Written exercise:
Gather every line of the material that contains the word "stone" and copy each one out.

[START]

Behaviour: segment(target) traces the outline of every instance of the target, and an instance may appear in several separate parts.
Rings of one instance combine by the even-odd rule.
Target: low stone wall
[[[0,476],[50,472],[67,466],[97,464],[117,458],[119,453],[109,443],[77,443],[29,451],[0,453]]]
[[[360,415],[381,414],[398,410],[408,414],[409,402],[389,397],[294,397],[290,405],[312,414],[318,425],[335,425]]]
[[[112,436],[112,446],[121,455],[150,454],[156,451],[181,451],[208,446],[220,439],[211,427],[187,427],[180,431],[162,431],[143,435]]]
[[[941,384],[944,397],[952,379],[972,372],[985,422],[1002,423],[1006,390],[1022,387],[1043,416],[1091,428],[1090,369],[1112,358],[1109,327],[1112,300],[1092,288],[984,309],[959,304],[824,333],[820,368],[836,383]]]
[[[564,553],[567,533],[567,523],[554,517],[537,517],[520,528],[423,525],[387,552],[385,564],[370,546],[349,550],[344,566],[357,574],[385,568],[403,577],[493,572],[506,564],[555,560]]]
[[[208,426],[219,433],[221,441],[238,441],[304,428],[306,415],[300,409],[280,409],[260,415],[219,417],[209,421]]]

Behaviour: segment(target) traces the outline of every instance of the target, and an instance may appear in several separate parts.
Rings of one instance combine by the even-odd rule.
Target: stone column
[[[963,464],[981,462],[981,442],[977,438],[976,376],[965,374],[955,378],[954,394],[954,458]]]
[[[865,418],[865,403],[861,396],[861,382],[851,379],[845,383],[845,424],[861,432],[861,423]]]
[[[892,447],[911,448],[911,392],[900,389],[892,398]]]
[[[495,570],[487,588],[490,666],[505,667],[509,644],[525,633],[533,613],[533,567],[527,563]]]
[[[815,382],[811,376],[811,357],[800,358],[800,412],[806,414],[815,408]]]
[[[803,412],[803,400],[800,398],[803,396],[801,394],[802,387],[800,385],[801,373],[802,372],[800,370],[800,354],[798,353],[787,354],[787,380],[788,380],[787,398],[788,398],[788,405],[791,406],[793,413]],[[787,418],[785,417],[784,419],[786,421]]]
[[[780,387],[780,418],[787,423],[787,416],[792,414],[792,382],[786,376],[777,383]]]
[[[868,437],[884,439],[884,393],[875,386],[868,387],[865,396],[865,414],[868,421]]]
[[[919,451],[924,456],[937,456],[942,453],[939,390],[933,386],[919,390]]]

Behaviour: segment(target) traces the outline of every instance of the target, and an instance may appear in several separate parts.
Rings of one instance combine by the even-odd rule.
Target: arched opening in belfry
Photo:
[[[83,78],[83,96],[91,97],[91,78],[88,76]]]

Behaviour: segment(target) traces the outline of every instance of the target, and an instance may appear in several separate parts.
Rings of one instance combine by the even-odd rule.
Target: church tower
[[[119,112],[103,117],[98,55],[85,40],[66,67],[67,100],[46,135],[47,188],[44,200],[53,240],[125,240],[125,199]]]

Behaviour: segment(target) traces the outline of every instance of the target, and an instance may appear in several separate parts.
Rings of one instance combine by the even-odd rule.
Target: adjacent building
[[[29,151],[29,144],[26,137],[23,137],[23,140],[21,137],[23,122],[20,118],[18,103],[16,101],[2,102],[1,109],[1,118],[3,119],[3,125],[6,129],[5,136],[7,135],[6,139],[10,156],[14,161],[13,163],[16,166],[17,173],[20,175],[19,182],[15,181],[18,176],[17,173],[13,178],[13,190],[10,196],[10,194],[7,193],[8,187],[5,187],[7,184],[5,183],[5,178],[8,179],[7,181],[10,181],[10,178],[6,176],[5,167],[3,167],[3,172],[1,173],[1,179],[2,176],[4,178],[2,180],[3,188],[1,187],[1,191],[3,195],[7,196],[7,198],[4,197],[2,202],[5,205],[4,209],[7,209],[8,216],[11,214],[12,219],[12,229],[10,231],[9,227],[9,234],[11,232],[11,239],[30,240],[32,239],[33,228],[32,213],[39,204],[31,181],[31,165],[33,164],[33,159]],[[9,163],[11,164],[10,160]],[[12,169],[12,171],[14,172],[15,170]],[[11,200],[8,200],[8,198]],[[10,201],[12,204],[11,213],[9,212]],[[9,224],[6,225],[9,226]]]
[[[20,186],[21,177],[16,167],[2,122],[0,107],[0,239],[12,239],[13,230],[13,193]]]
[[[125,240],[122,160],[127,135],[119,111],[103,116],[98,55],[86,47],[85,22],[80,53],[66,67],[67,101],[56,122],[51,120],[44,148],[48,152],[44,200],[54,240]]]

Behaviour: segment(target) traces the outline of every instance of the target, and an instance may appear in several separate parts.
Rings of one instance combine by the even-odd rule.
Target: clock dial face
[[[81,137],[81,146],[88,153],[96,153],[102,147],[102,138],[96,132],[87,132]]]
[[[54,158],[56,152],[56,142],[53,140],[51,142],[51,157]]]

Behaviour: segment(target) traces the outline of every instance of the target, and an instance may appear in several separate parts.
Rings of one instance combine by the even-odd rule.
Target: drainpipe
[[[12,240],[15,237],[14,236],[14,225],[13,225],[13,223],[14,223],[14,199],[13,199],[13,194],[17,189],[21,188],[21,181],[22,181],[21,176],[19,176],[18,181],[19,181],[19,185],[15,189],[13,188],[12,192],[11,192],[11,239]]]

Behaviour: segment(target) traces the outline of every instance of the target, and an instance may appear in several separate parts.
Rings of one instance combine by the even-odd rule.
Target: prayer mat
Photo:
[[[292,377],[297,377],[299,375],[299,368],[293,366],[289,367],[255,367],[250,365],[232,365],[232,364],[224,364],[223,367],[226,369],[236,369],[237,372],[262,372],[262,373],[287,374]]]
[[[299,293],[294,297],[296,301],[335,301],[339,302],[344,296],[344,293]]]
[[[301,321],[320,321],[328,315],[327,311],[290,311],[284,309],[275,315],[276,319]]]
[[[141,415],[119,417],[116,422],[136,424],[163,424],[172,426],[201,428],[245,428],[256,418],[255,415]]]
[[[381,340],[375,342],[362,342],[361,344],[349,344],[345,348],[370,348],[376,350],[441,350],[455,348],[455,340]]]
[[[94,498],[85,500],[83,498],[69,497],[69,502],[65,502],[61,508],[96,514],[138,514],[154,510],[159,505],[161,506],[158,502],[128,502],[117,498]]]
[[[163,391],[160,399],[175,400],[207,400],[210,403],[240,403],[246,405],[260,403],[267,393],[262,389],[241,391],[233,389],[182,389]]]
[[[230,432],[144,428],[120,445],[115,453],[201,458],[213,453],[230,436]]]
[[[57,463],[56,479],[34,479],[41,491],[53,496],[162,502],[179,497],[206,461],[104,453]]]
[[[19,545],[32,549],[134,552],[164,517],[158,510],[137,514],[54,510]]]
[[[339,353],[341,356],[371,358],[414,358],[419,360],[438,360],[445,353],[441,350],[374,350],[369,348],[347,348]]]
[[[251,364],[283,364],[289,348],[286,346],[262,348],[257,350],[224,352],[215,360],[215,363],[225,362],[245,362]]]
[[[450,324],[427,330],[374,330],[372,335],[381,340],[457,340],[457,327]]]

[END]

Answer to this problem:
Target: low stone wall
Target: stone column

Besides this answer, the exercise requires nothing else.